Перепишите полностью отрывок о Розанове, ничего в нем не меняя.

-- Фрагмент документа --
******************************
После «дела Бейлиса», статей в «Земщине» и всех попутных историй — Розанов совсем скрывается с нашего, по крайней мере, горизонта. А вначале бравировал, писал в «Новом времени» самые непозволительные ругательные статейки против «интеллигенции», приходил на каждое Р[елигиозно]-ф[илософское] собрание, чуть не до последнего, на котором его торжественно исключили. Кто-то сказал, что «гонение» на Розанова жестоко; это неправда. Никакой жестокости в этих протестах, исключениях не было: ведь его «наплевать» — слово очень искреннее. Если и огорчался «скандалами» — то опять, кажется, боясь, не расстроили бы они его больную жену.
А вскоре и Бейлис, и Розанов — все было забыто: пришла война.
Что писал и делал Розанов во время войны?
Писал, конечно, в «Новом времени» — неинтересно. Думаю, сидел тихо у себя; жена все еще болела. Одна из дочерей его, как мы слышали, готовилась поступить в монастырь (мне неизвестна эта драма — вернее, трагедия — в подробностях. Знаю только, что дочь Розанова, монахиня, покончила самоубийством незадолго до смерти отца[220]
).Может быть, Розанов в военные годы работал и над книгой о Египте (осталась незаконченной). Он готовил ее очень давно. Еще во дни наших постоянных встреч увидал раз у меня на столе большого скарабея (приятельница-англичанка привезла из Египта). Пришел в страстный восторг.
******************************
-- Строки данных --

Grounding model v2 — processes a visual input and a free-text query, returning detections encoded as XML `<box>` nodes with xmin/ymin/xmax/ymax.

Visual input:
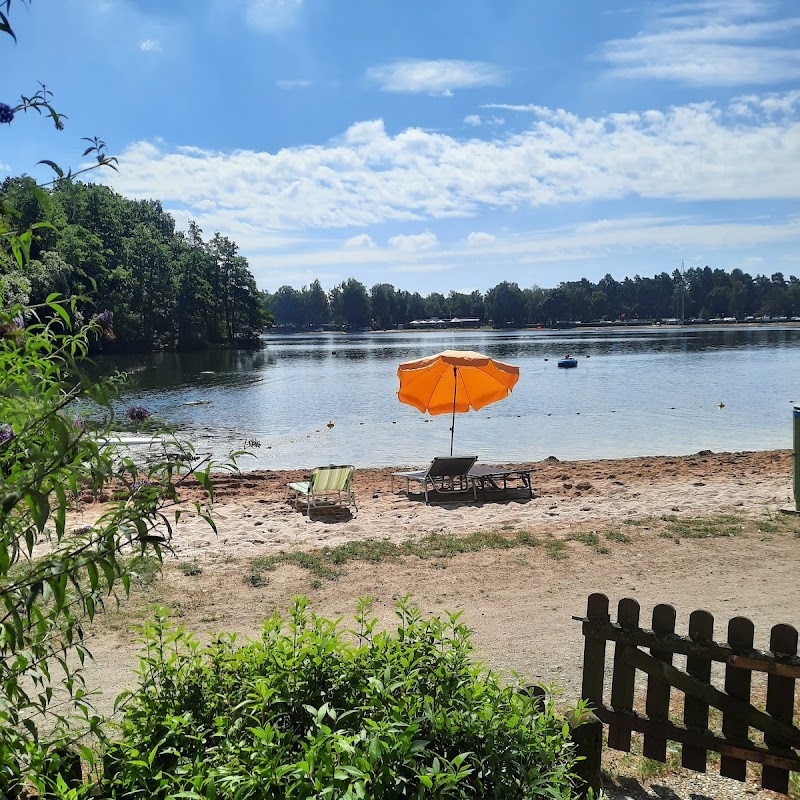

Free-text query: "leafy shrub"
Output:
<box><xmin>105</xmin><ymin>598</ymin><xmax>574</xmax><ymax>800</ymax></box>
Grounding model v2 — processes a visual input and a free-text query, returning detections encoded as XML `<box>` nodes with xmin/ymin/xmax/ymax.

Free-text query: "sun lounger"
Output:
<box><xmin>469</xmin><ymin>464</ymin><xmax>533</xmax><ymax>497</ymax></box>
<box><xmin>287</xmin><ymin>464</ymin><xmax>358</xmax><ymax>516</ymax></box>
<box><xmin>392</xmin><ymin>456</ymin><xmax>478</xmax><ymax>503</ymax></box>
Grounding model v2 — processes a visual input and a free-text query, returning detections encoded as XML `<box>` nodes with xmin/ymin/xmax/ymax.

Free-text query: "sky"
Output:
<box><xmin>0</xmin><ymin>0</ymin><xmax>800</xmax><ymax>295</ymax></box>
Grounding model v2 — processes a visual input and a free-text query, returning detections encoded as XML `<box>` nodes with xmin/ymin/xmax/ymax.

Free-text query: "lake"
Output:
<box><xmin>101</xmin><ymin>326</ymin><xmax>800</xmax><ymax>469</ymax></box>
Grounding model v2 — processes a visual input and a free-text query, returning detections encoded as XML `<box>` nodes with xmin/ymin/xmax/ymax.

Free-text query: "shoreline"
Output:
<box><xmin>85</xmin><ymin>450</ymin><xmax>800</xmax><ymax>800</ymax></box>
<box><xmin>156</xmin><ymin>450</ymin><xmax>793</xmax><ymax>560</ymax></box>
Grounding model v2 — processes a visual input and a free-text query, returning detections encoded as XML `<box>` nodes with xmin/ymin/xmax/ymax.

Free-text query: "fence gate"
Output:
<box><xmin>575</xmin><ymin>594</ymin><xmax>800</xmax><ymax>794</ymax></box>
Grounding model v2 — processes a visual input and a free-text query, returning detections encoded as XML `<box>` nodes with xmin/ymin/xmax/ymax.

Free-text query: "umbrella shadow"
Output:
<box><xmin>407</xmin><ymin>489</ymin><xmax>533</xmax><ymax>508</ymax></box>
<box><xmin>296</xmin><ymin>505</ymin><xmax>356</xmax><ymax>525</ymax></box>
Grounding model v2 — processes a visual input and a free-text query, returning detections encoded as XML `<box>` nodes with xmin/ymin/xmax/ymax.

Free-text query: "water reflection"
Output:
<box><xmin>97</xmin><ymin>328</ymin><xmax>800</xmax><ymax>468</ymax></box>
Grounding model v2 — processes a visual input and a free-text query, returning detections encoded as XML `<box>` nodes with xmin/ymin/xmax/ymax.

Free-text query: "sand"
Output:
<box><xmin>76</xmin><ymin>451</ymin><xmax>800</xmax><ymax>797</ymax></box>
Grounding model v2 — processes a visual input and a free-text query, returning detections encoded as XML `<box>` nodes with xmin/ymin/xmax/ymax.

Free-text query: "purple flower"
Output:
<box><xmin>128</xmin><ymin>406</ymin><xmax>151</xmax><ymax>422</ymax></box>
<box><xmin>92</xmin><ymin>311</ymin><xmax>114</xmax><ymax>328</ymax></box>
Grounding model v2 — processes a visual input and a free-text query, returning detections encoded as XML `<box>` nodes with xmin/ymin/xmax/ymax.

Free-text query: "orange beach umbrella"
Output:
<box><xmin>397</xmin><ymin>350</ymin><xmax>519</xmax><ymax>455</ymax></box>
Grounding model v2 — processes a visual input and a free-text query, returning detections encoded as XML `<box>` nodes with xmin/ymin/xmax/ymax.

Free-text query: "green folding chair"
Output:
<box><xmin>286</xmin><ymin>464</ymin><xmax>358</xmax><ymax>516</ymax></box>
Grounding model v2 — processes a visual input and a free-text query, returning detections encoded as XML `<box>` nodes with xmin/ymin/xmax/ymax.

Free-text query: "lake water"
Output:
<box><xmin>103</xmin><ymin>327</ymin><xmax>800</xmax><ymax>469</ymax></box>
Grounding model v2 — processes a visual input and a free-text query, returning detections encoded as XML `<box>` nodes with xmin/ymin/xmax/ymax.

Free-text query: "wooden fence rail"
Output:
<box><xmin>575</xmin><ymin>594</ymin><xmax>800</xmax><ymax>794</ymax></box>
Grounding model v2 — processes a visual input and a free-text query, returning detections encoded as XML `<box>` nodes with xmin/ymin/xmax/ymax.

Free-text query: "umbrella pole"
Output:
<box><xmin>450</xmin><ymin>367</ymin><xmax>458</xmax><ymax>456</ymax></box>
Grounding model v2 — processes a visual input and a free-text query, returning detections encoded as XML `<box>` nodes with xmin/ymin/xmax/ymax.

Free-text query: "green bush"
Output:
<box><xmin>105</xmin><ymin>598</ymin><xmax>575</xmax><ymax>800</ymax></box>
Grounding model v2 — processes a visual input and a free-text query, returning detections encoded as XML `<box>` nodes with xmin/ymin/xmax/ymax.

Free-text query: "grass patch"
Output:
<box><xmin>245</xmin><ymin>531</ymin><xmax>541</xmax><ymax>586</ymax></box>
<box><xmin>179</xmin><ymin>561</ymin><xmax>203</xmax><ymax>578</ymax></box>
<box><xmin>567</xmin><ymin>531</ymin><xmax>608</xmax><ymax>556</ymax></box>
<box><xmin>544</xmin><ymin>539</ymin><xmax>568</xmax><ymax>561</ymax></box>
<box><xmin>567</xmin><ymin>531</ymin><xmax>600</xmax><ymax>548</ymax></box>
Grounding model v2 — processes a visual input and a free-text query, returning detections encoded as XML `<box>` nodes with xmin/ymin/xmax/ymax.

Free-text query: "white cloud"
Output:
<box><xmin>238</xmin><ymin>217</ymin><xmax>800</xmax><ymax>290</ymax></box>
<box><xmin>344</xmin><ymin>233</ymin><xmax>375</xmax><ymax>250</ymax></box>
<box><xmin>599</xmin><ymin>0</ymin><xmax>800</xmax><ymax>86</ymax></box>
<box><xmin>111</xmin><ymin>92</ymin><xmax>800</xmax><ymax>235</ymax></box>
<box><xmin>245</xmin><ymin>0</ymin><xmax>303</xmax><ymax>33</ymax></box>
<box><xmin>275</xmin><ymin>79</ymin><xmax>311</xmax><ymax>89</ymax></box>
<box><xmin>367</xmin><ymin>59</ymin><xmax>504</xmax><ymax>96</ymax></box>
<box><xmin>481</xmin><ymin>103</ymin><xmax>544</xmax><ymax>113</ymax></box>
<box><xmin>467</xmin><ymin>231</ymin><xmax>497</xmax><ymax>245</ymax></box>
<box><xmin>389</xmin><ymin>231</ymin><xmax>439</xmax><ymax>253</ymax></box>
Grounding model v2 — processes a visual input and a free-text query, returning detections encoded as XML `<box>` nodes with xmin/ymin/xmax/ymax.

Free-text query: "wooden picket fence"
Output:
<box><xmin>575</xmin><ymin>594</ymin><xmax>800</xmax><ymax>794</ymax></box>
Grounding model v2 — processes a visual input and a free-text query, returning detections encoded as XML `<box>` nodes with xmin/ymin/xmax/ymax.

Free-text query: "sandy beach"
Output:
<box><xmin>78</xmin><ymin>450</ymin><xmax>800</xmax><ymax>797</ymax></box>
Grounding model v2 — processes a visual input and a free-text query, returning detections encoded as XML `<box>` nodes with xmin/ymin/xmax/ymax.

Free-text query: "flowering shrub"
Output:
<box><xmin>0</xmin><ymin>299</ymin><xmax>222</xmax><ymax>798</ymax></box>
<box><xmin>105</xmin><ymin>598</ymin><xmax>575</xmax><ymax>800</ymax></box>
******************************
-- Ответ к упражнению --
После «дела Бейлиса», статей в «Земщине» и всех попутных историй — Розанов совсем скрывается с нашего, по крайней мере, горизонта. А вначале бравировал, писал в «Новом времени» самые непозволительные ругательные статейки против «интеллигенции», приходил на каждое Р[елигиозно]-ф[илософское] собрание, чуть не до последнего, на котором его торжественно исключили. Кто-то сказал, что «гонение» на Розанова жестоко; это неправда. Никакой жестокости в этих протестах, исключениях не было: ведь его «наплевать» — слово очень искреннее. Если и огорчался «скандалами» — то опять, кажется, боясь, не расстроили бы они его больную жену.
А вскоре и Бейлис, и Розанов — все было забыто: пришла война.
Что писал и делал Розанов во время войны?
Писал, конечно, в «Новом времени» — неинтересно. Думаю, сидел тихо у себя; жена все еще болела. Одна из дочерей его, как мы слышали, готовилась поступить в монастырь (мне неизвестна эта драма — вернее, трагедия — в подробностях. Знаю только, что дочь Розанова, монахиня, покончила самоубийством незадолго до смерти отца[220]
).Может быть, Розанов в военные годы работал и над книгой о Египте (осталась незаконченной). Он готовил ее очень давно. Еще во дни наших постоянных встреч увидал раз у меня на столе большого скарабея (приятельница-англичанка привезла из Египта). Пришел в страстный восторг.